> [Passage provided]:
## BEGIN

Who's The Wildcard? Examining Every NRL Contender's X-Factor

It's the time of year where the best players in the game stand out from the rest.

They've already established themselves throughout the season and dragged their team this far into finals footy.

Jahrome Hughes has turned himself into the best running halfback in the game. Nathan Cleary is arguably the best player in rugby league right now, but if it isn't him, it's Tom Trbojevic. Or is it James Tedesco?

Cody Walker is setting records with the ball in his hands while Clint Gutherson has completed a typically high-energy season at the back.

The Stats Insider Futures Model has pegged Hughes' Melbourne Storm as heavy favourites to get the job done for a second consecutive season, but the remaining five teams aren't out of it.

Each one has a player or two behind the superstar that can raise their ceiling across the last three weeks of the season, and it's those players that are likely to determine which team lifts the Provan-Summons Trophy on Grand Final day.

RELATED: Who was your NRL Team's Player of the Season?

Melbourne Storm: 39.9%

Cameron Munster

Jahrome Hughes has been Melbourne's best and most consistent throughout the year. Brandon Smith rates a considerable mention too. The pair have been the most influential players in a side that finished on top of the NRL ladder but from here, it's Cameron Munster time.

Munster showed his class in Week 1 of the finals. Playing out a relatively quiet season by his standards, the 27-year-old stood up when it mattered to lead the Storm to a convincing 40-12 victory over the Sea Eagles. He took the line on down the left edge to give Daly Cherry-Evans, Haumole Olakau'atu and Morgan Harper nightmares. Looking long and playing short, finding the right player at the right time more often than not, he played the game in slow motion.

The bigger the game, the easier it looks for Munster.

He helped to set up Ryan Papenhuyzen's second try of the night by getting onto the outside of his man and isolating Justin Olam onto a sliding Harper. With two line break assists, two try assists and 129 running metres, Munster has the numbers to show his influence in attack. However, it's his kicking game and leadership that will be most important from here.

The Storm don't have a 400-game veteran touching the ball 100 times from dummy half anymore. Any time a game has threatened to get away from Melbourne over the past decade, Cameron Smith has been there to pull it back. Hughes isn't a traditional #7 which leaves a lot of the organisational and game management duties to Munster.

No player has completed more weighted kicks than Munster's 30 this season per Fox Sports Lab. He doesn't force many dropouts. With only ten so far in 2021, he's not in the Top 10 and is significantly behind the likes of Nathan Cleary (19), Jarome Luai (19), Daly Cherry-Evans (16) and Cody Walker (14). Munster's five kick errors is among the fewest in the competition, though. If he isn't rolling it in to force a drop out, he's leaving it short and forcing the opposition to travel 95+ metres with the ball if they're to score.

From distance, he can spot a winger out of position and drop it in behind him for a 40/20.

## END

> [Your task]: Turn the paragraph in the NRL finals article that opens with "No player has completed more weighted kicks" into a short bulleted list that keeps its main facts.

> [Data lines]:
## BEGIN

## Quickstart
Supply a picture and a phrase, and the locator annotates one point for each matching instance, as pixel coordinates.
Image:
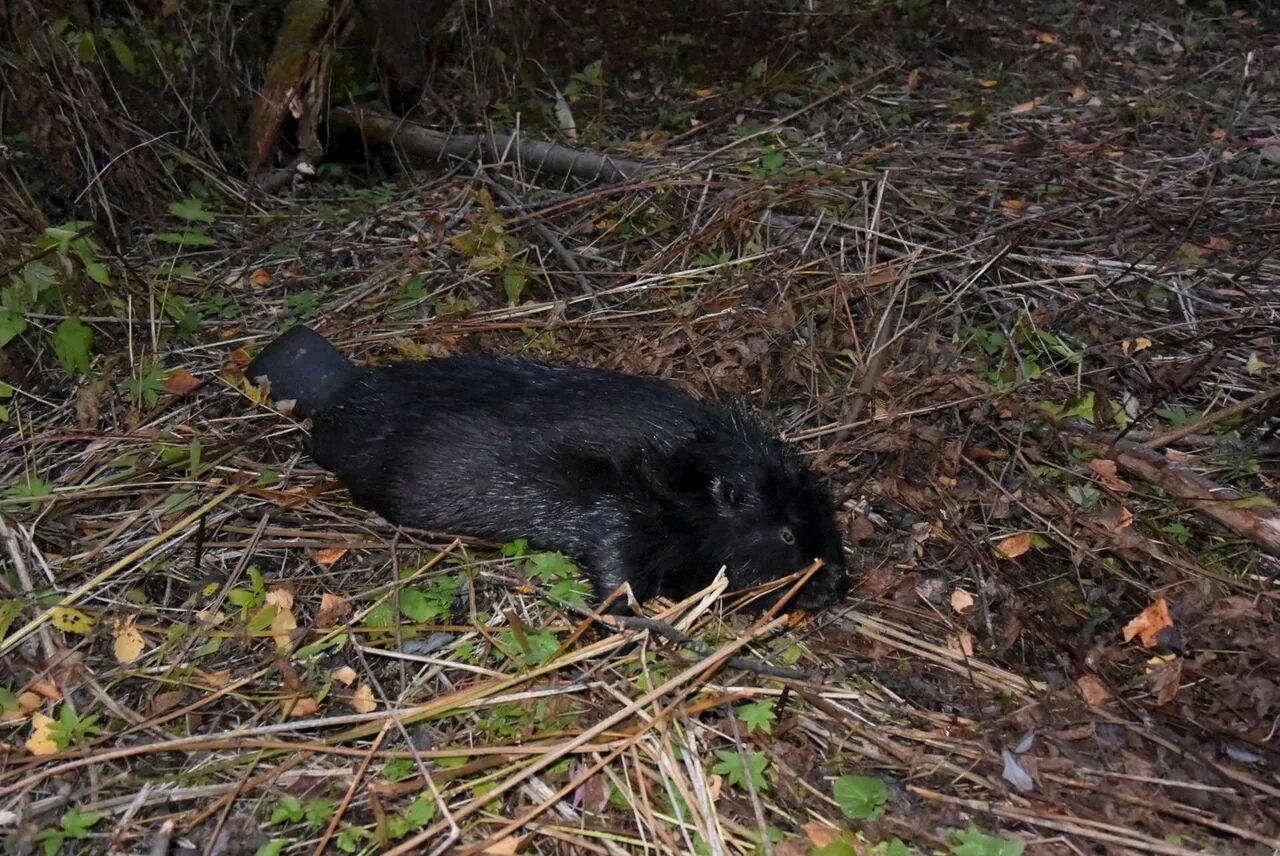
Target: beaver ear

## END

> [Solution for this problem]:
- Munster has completed 30 weighted kicks this season, more than any other player (per Fox Sports Lab).
- He has forced only ten dropouts in 2021, which leaves him outside the Top 10.
- That is well behind Nathan Cleary (19), Jarome Luai (19), Daly Cherry-Evans (16) and Cody Walker (14).
- His five kick errors are among the fewest in the competition.
- When he isn't forcing a dropout, he kicks short so the opposition must carry the ball 95+ metres to score.